_Task instructions_. Copy word for word the part of the boxing passage below between "3. Harry Greb" and "enhanced his standing.", inclusive.

_Provided passage_.
Their rematch six months after was equally epic and similarly close with Robinson exacting revenge.

3. Harry Greb v Mickey Walker, July 1925, New York

Greb v Walker

[Image credit: Boxing News online]

‘Human Windmill’ Greb, the defending champion, and New Jersey’s Walker, the reigning world welter king, fought like wildcats for fifteen, before 60,000 at the Polo Grounds, with the entire $375,000 gate receipts donated to the Italian Hospital Fund. The exchanges were so frenetic that referee Eddie Purdy was felled twice and left the ring limping!

Twenty-four year old Walker, known as ‘The Toy Bulldog’, dominated from distance during the early rounds. However, once Greb – seven years older and seven pounds heavier – took the fight to close quarters, his guns proved too heavy. He left Walker ‘tipsy’ in the penultimate round but the Irish-American rallied to take the last. While Walker conceded the closest of decisions, he significantly enhanced his standing.

_Raw data_.
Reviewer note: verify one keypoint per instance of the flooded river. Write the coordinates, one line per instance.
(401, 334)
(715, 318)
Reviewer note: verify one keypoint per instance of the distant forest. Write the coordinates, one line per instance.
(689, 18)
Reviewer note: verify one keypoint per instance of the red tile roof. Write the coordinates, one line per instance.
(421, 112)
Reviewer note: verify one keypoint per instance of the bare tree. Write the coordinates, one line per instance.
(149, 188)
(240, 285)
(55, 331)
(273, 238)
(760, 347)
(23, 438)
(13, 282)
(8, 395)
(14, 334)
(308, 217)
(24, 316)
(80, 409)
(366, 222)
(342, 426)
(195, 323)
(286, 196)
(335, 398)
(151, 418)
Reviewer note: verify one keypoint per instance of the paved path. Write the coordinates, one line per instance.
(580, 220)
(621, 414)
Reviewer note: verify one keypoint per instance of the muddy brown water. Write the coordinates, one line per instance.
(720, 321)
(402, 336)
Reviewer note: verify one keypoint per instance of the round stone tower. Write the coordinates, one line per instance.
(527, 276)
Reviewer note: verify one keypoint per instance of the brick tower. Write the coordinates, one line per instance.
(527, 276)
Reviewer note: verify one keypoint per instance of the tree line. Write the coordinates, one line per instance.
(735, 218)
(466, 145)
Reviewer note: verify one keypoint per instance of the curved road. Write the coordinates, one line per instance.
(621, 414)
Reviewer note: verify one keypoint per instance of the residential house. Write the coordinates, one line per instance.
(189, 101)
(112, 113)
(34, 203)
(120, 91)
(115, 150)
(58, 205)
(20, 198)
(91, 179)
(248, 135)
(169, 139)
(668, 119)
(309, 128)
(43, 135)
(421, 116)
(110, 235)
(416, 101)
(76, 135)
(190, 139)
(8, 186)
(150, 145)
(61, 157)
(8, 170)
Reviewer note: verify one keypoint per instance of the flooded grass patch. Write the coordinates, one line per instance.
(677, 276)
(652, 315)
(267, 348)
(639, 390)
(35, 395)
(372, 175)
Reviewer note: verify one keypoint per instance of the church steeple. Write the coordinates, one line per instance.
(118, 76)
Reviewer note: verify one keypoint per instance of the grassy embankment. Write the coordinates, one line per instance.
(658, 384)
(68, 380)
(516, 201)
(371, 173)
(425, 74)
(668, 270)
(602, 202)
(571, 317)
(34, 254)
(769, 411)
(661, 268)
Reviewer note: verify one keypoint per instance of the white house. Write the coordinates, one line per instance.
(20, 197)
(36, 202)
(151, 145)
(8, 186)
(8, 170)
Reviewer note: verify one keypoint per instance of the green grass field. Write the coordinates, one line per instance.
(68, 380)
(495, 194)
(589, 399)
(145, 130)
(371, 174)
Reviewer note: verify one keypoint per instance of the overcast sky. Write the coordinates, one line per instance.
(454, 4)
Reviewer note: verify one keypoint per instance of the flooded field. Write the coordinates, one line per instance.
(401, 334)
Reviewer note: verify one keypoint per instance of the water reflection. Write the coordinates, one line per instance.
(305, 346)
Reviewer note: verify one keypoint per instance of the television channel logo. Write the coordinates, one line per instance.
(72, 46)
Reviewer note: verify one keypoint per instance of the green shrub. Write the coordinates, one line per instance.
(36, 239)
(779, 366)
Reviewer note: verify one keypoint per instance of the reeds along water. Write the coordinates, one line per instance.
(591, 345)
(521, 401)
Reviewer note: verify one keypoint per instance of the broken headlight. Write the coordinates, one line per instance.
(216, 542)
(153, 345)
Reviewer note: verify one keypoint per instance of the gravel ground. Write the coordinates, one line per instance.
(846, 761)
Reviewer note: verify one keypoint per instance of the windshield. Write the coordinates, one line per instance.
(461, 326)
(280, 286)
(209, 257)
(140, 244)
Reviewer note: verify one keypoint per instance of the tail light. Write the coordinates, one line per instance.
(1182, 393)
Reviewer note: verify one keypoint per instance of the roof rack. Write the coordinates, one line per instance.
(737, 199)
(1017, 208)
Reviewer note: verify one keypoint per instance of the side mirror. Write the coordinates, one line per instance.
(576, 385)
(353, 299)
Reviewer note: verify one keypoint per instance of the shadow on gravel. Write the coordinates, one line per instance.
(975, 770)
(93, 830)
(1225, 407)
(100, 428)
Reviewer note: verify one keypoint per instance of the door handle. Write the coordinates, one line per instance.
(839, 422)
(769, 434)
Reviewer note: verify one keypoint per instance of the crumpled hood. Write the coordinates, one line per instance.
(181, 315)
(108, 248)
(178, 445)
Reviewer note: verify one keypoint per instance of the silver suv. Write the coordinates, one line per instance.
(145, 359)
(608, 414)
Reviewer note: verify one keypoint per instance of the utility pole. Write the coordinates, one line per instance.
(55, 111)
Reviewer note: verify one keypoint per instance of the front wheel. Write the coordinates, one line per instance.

_Exercise response_.
3. Harry Greb v Mickey Walker, July 1925, New York

Greb v Walker

[Image credit: Boxing News online]

‘Human Windmill’ Greb, the defending champion, and New Jersey’s Walker, the reigning world welter king, fought like wildcats for fifteen, before 60,000 at the Polo Grounds, with the entire $375,000 gate receipts donated to the Italian Hospital Fund. The exchanges were so frenetic that referee Eddie Purdy was felled twice and left the ring limping!

Twenty-four year old Walker, known as ‘The Toy Bulldog’, dominated from distance during the early rounds. However, once Greb – seven years older and seven pounds heavier – took the fight to close quarters, his guns proved too heavy. He left Walker ‘tipsy’ in the penultimate round but the Irish-American rallied to take the last. While Walker conceded the closest of decisions, he significantly enhanced his standing.